What is required -> Repeat the listing that follows, character for character, minus the pictures.

(Pointing records)
—————

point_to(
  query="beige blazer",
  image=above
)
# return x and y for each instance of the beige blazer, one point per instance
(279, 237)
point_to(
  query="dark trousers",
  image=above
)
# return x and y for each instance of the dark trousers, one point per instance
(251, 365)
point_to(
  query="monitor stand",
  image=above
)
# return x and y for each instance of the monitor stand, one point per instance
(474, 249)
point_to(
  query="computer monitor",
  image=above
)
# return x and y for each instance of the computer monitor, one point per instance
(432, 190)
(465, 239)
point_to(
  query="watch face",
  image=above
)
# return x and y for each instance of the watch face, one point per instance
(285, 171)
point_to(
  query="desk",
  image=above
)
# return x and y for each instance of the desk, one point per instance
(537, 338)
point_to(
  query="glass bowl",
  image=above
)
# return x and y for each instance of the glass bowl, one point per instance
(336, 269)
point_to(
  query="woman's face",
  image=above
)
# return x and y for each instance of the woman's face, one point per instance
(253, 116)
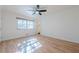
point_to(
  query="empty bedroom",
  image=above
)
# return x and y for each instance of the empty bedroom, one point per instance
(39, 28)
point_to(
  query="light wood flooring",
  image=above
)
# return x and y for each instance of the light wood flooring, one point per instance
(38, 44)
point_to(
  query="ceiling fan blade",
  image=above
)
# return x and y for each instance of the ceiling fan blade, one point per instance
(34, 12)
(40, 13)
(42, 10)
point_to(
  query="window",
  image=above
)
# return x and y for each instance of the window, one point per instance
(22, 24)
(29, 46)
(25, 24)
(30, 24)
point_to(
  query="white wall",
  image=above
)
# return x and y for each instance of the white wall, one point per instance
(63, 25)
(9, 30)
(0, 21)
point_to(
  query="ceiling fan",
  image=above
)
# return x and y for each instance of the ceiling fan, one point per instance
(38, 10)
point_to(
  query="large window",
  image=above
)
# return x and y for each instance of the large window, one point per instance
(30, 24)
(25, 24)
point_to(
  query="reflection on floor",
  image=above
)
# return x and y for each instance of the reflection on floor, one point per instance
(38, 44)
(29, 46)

—————

Complete output ->
point_to(
  query="beige blazer",
  image=above
)
# return x and y for each instance of the beige blazer, one point per instance
(279, 237)
point_to(
  query="dark trousers",
  image=above
)
# return x and y for each instance of the dark trousers, one point per instance
(251, 365)
point_to(
  query="monitor stand",
  image=above
)
# return x and y for each instance of the monitor stand, one point per instance
(474, 249)
point_to(
  query="computer monitor",
  image=above
)
# return x and y for each instance of the computer monitor, one point per instance
(432, 190)
(465, 239)
point_to(
  query="watch face",
  image=above
)
# return x and y for each instance of the watch face, one point per instance
(285, 171)
point_to(
  query="desk",
  image=above
)
# return x and y for each instance of the desk, one point per instance
(537, 338)
point_to(
  query="glass bowl",
  image=above
)
# return x and y for each instance of the glass bowl, one point per instance
(336, 269)
point_to(
  query="woman's face",
  image=above
)
# return x and y for each instance of the woman's face, one point per instance
(253, 116)
point_to(
  query="empty bedroom",
  image=above
)
# return x and y for each instance of the empty bedroom, one point per instance
(39, 28)
point_to(
  query="light wood flooring",
  image=above
)
# return x and y for each instance of the light wood flooring, one point per instance
(38, 44)
point_to(
  query="ceiling fan blade",
  image=above
)
# return x and y for each instance of the ceiling fan blade, one point per instance
(34, 12)
(40, 13)
(42, 10)
point_to(
  query="window",
  image=above
)
# return x and y for each instance of the window, one point per instance
(22, 24)
(29, 46)
(25, 24)
(30, 24)
point_to(
  query="white wall",
  image=above
)
# return x and y for each instance of the white wall, one point per instance
(63, 25)
(9, 30)
(0, 21)
point_to(
  query="ceiling fan",
  image=above
)
# return x and y for each instance of the ceiling fan, one point per instance
(38, 10)
point_to(
  query="large window",
  image=above
)
# return x and y for each instance of the large window, one point per instance
(30, 24)
(25, 24)
point_to(
  query="reflection on floor",
  image=above
)
# return x and y for each instance of the reflection on floor, one point per instance
(38, 44)
(29, 46)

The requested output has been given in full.